## Given request
Repeat the records below word for word, from the line containing "of the bush" through the end of the records, with both ends included.

(Position annotation records)
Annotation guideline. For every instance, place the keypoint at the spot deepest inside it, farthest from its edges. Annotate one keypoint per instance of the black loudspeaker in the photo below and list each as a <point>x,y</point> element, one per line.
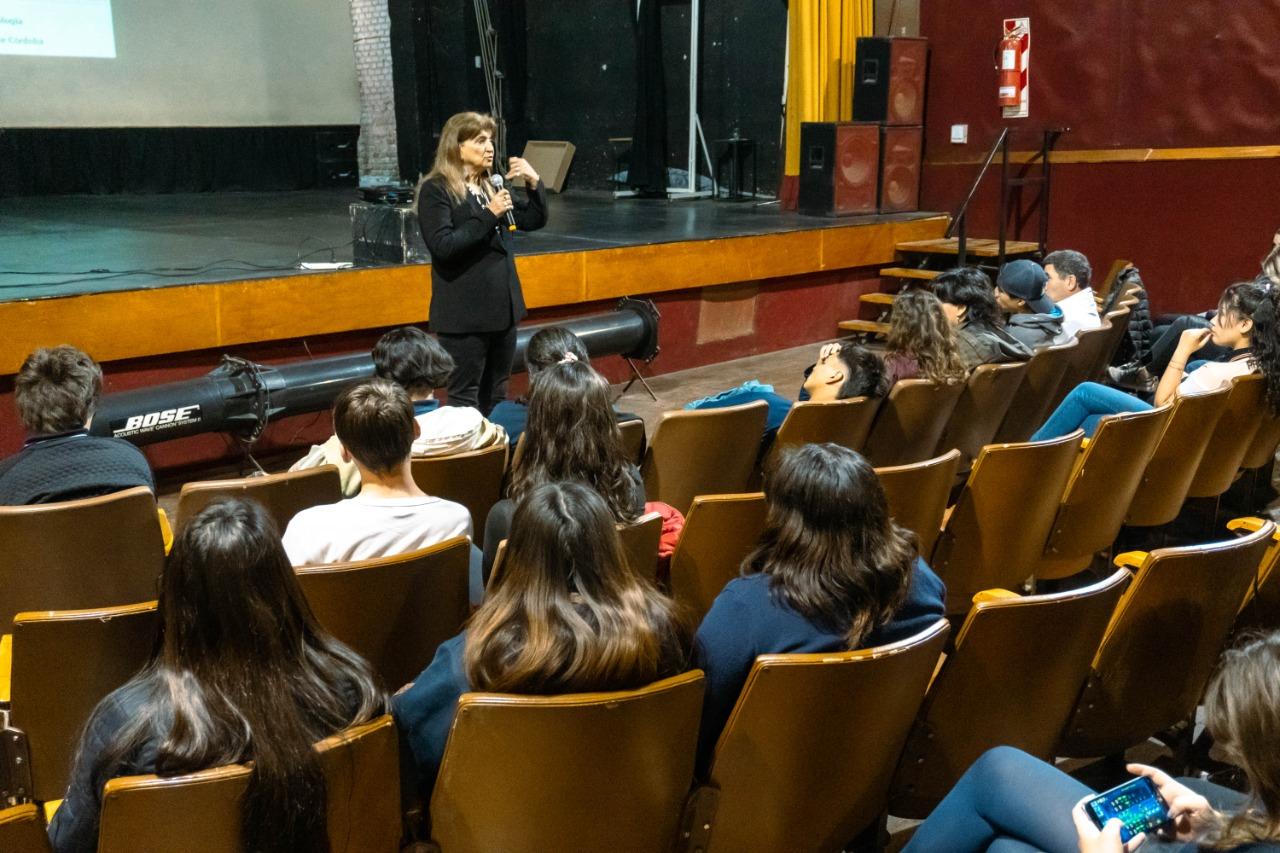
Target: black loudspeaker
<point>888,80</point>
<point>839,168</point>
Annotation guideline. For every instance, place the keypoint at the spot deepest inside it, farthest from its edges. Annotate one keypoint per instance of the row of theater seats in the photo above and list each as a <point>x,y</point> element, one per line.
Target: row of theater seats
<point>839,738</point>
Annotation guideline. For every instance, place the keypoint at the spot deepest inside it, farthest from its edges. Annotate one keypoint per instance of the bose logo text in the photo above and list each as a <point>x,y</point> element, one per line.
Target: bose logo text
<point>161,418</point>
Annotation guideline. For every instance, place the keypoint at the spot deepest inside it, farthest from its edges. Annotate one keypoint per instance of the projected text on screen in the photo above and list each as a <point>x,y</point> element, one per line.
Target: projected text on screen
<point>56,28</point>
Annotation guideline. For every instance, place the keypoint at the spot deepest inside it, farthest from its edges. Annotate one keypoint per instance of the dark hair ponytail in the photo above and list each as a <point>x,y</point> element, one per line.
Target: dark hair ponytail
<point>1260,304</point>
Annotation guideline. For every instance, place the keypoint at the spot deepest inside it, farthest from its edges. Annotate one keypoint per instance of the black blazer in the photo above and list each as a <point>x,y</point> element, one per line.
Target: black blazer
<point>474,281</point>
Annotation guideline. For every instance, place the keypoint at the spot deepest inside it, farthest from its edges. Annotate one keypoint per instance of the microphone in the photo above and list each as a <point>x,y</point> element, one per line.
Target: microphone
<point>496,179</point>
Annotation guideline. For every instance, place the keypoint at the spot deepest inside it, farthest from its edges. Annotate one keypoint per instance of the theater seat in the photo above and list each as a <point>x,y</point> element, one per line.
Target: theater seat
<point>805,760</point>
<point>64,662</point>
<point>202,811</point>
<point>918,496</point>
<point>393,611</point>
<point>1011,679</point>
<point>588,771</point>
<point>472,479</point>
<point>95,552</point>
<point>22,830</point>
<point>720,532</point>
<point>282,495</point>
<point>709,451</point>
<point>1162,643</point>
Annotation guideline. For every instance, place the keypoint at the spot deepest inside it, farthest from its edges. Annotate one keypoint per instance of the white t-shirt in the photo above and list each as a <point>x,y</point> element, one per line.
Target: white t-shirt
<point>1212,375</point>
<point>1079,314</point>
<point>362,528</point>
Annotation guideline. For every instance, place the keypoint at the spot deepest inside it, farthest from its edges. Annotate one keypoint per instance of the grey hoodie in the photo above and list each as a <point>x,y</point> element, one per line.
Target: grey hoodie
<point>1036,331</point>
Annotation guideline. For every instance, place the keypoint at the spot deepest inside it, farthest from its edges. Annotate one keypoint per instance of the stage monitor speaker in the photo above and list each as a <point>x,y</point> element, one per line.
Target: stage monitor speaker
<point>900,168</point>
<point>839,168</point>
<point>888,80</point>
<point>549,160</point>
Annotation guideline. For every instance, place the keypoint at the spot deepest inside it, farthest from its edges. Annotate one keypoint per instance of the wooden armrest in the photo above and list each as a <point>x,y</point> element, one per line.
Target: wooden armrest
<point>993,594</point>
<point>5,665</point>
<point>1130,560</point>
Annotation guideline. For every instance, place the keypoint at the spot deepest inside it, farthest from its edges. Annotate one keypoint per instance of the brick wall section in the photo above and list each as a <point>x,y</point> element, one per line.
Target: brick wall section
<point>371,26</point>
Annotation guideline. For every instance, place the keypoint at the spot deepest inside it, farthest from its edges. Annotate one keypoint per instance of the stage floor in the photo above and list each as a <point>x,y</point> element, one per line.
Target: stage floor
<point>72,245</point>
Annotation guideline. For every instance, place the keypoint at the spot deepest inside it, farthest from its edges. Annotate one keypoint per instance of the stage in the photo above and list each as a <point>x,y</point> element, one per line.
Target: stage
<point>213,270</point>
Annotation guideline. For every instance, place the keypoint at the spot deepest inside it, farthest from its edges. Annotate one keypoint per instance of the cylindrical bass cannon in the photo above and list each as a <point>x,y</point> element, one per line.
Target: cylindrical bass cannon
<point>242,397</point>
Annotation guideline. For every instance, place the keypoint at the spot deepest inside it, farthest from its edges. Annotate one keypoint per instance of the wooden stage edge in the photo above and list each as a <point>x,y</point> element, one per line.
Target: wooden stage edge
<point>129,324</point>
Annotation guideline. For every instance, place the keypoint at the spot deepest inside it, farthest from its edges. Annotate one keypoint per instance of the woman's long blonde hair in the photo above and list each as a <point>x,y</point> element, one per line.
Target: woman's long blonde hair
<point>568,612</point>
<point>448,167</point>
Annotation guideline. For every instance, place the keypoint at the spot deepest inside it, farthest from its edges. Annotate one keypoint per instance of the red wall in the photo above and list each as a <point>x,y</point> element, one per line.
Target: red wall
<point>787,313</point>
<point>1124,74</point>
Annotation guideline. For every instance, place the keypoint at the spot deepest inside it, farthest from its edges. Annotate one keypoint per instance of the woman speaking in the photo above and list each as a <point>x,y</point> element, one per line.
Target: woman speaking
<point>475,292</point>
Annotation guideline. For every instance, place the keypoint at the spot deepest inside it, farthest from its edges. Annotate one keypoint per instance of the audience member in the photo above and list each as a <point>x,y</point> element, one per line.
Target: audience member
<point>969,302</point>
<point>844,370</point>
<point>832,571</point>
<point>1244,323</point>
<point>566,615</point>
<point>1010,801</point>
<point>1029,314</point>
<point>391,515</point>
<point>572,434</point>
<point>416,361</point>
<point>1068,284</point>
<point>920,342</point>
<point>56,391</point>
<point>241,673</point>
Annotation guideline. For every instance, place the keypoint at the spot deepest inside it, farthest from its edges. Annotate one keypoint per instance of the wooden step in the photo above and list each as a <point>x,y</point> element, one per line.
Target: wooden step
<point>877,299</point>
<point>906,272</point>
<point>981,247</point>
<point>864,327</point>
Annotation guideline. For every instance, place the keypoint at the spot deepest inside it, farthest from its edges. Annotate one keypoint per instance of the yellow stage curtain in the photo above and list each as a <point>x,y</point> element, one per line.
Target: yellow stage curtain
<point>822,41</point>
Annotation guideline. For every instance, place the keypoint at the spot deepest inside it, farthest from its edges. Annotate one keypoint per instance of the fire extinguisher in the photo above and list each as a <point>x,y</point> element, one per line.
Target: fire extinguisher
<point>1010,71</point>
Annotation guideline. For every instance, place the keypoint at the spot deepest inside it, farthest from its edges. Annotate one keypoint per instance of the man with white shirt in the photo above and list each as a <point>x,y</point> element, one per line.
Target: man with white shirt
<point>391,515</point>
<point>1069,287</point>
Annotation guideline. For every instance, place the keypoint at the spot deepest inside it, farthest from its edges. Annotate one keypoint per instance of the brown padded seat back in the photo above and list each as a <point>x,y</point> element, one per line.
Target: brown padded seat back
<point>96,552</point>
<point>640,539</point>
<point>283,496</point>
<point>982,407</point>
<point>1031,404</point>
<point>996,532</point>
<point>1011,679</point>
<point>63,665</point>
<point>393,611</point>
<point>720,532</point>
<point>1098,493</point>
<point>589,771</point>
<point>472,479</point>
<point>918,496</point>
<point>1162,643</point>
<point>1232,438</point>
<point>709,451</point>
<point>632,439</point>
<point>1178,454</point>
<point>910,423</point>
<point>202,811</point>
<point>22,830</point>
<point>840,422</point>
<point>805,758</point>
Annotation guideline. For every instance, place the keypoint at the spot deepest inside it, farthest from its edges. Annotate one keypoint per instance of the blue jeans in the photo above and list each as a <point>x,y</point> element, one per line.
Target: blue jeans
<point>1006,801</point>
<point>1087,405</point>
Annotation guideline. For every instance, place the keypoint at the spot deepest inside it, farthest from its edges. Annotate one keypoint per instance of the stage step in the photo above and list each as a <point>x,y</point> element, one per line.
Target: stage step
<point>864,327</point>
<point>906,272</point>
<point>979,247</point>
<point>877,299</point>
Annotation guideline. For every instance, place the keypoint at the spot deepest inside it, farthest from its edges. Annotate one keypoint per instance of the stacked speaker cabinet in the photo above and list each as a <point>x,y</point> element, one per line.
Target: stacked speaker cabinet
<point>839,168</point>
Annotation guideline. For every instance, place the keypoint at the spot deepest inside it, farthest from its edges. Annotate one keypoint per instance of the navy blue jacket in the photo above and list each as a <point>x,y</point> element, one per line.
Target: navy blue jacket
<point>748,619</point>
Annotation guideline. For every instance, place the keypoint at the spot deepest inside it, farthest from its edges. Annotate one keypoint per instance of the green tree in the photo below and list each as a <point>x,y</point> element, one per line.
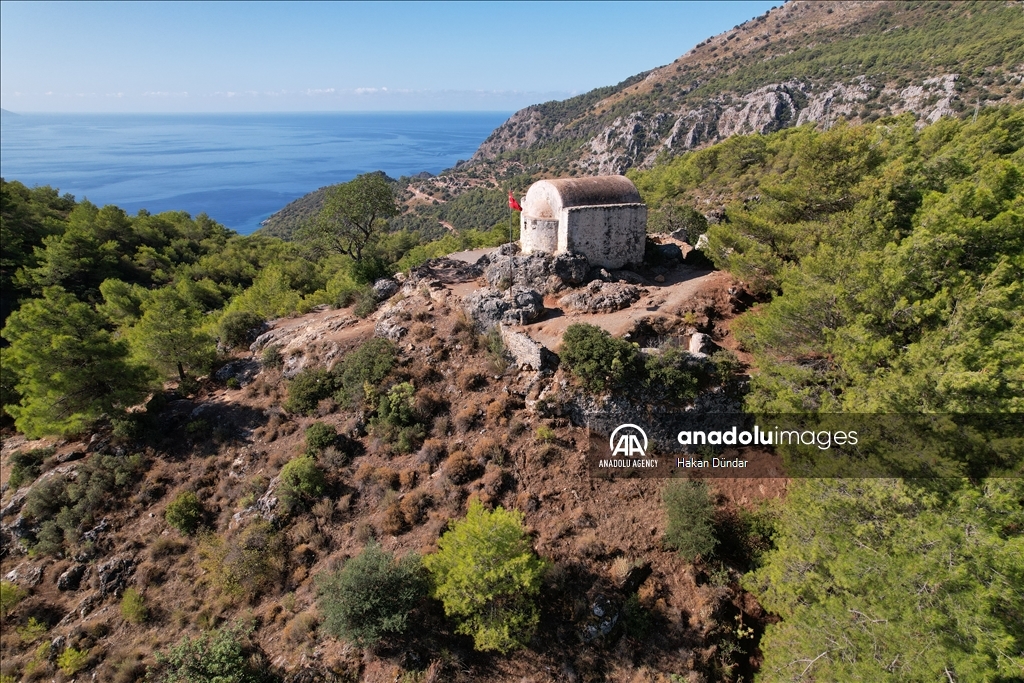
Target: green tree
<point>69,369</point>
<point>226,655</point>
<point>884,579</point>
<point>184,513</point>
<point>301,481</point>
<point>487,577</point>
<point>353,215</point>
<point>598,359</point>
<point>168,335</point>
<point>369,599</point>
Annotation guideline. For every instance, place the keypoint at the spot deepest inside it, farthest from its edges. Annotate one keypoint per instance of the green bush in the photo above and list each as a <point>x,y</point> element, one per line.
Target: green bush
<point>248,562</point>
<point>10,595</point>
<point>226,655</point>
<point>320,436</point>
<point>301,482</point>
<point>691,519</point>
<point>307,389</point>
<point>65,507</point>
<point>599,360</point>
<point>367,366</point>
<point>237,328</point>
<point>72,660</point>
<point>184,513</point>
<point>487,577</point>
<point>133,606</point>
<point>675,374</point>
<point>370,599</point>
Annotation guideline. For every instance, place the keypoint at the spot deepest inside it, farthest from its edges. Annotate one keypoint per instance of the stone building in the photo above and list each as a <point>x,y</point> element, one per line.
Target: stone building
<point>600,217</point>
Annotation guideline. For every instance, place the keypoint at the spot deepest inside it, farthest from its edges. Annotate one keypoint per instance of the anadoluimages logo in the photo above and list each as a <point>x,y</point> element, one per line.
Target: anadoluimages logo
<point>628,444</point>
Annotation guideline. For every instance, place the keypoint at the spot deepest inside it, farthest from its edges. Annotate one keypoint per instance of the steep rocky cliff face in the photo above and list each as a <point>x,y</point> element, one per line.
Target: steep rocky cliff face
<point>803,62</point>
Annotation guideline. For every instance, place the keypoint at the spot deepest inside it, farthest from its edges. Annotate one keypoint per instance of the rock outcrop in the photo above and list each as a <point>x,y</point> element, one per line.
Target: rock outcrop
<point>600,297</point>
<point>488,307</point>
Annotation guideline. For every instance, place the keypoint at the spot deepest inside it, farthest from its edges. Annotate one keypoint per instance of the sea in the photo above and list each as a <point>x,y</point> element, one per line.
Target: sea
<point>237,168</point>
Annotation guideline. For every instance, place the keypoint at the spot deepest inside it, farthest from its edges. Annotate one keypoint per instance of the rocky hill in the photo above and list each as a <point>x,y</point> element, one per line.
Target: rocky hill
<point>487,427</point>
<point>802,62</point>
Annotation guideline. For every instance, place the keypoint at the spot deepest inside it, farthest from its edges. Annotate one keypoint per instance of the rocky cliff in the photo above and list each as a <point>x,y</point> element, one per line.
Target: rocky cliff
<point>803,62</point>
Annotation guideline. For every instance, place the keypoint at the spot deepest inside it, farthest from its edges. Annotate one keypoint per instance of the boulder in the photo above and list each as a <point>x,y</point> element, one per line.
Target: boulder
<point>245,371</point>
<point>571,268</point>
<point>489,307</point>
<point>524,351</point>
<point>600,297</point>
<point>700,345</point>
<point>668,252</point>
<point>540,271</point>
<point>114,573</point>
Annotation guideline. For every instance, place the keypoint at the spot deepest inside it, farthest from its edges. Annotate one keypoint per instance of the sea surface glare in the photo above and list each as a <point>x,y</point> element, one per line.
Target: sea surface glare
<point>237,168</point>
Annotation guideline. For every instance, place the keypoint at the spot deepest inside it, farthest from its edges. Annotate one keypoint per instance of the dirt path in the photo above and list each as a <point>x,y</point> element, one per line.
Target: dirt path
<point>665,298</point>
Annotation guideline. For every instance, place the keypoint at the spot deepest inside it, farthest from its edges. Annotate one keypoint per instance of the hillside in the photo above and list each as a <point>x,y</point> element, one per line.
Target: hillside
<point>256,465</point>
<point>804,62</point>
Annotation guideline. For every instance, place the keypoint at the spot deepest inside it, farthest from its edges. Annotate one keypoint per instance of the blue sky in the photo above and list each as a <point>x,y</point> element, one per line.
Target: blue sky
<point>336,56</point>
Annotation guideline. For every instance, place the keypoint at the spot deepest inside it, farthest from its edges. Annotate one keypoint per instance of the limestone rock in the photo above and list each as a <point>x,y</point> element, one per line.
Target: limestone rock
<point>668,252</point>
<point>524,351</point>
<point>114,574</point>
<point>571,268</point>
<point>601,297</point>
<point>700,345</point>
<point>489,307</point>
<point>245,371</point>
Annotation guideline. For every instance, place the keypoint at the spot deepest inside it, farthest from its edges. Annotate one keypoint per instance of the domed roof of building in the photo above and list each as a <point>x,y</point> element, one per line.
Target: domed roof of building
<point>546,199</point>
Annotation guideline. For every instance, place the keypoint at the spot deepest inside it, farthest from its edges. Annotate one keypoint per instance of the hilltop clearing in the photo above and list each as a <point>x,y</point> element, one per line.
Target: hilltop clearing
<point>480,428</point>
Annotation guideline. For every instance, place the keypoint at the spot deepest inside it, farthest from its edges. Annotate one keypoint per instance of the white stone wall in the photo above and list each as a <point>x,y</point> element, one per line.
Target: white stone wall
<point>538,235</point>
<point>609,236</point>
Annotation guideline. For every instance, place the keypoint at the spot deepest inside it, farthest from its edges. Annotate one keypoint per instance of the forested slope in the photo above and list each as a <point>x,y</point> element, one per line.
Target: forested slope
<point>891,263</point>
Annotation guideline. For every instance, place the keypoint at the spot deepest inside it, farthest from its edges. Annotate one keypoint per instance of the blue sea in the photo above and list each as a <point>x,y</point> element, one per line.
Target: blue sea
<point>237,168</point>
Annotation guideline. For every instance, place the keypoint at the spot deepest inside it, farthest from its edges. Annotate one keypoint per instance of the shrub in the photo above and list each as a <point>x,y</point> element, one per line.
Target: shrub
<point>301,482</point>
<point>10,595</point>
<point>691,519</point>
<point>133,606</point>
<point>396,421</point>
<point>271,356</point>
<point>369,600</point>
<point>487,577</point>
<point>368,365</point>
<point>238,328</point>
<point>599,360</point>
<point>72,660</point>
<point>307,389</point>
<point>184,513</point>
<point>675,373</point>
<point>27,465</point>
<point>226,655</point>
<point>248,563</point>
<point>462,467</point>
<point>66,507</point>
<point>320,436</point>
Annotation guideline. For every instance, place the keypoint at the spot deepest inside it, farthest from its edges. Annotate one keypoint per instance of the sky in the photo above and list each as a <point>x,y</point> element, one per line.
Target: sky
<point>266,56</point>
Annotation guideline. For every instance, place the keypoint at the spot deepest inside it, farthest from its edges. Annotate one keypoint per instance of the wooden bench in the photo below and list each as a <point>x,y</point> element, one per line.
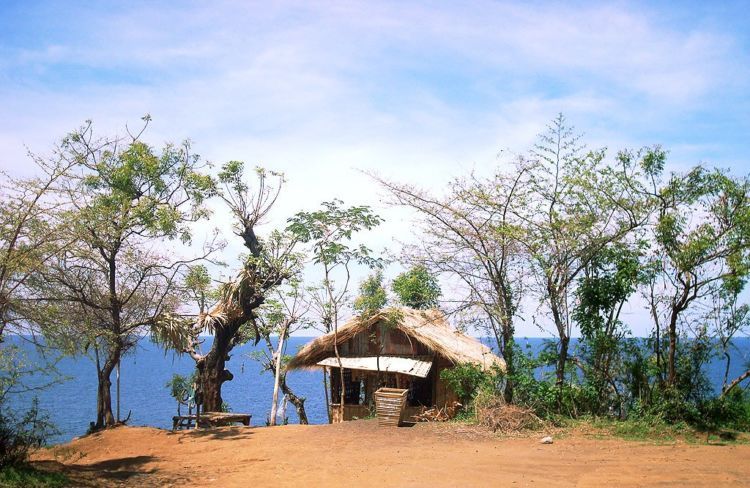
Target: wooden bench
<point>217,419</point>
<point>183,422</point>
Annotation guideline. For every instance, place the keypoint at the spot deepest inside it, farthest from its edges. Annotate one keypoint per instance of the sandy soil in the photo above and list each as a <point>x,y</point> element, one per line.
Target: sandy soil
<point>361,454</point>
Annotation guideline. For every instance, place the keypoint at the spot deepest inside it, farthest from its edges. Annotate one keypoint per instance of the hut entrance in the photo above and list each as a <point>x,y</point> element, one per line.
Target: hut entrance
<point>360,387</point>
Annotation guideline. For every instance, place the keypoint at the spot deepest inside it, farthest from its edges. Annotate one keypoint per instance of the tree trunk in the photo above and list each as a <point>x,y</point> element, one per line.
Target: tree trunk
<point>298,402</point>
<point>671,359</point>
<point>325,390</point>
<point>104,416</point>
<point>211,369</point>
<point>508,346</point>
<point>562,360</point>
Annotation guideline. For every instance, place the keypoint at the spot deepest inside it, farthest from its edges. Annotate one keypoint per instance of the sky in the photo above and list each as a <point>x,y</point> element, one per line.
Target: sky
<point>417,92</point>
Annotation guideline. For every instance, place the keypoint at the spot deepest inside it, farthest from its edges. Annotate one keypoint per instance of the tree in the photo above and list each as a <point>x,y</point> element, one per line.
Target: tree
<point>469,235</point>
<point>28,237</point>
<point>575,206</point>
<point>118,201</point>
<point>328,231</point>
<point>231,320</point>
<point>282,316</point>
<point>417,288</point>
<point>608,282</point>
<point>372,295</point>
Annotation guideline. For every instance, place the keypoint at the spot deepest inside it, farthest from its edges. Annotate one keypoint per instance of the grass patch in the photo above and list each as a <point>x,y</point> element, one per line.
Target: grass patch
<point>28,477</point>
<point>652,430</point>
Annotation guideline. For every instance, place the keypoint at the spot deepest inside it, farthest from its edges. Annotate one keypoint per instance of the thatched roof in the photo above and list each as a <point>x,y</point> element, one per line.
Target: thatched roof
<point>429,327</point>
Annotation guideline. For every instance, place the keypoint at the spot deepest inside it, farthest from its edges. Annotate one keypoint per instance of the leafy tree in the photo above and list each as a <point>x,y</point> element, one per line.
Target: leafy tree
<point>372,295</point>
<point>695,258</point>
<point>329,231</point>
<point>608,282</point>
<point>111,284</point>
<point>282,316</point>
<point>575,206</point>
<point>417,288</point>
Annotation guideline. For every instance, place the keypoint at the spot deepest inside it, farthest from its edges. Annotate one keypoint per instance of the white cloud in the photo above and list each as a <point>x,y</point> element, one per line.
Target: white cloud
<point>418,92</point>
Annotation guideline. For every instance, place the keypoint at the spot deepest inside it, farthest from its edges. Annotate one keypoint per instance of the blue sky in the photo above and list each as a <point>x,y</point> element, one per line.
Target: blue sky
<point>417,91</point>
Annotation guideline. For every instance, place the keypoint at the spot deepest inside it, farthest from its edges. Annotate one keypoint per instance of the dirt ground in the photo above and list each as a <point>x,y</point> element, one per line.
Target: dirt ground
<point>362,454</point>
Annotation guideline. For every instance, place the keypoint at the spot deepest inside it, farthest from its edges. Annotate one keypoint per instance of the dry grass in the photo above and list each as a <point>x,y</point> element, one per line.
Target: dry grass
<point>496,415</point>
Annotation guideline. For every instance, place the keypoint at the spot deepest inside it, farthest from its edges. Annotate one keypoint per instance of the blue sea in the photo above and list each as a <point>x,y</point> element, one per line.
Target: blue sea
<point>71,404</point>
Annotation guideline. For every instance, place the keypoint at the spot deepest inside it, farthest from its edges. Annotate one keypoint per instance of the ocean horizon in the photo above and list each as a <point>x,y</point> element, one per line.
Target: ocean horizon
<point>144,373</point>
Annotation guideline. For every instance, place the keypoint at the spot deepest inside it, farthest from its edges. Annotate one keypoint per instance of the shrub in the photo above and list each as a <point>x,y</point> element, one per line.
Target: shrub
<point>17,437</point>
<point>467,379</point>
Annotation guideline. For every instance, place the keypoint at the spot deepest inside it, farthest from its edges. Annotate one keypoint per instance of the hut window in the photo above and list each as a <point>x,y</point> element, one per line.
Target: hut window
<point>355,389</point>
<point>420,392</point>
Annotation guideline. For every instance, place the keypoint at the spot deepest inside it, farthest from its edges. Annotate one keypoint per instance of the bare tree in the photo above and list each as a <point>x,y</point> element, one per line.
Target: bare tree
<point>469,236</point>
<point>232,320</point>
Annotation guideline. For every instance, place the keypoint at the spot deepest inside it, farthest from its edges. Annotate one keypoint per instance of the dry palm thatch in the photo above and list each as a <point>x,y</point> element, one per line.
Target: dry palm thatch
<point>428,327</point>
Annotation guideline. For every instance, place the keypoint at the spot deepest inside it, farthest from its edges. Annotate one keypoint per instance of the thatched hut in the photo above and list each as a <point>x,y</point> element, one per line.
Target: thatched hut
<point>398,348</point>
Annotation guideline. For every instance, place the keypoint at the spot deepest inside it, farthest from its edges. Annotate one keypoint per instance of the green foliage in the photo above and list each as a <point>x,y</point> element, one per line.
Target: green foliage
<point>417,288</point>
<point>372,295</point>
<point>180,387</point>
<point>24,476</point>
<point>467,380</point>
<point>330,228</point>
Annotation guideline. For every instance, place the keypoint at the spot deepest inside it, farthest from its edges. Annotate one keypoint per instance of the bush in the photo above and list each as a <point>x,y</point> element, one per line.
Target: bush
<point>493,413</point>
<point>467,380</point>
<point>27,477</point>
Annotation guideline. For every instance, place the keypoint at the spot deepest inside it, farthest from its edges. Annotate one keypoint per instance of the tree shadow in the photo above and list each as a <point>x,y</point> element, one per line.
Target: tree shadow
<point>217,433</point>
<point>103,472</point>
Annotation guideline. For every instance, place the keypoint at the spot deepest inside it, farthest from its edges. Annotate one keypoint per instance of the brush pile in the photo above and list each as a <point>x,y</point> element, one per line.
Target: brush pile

## Response to this exercise
Annotation guideline. For every instance, place the keypoint at the spot deepest inside it, farthest from its edges. Annotate one keypoint per instance of the bush in the photo above and list each as a <point>x,y</point> element, one per line.
Target: bush
<point>493,413</point>
<point>467,380</point>
<point>27,477</point>
Annotation guideline. For every instance, place the keypoint at the spot deepest inside it, farthest from its edges. Annotate one keypoint per instance of the tree shadow in the photo above and list each as a <point>x,y</point> element, one per line.
Target: tree shadow
<point>217,433</point>
<point>103,472</point>
Annotation guideline. For every instance, place the keypoint at the spot deepest inside it, farthest from its edges. Annotate one keypoint per instance of the brush pile in the photo above and list each as a <point>x,y</point> element, one per line.
Target: brush pile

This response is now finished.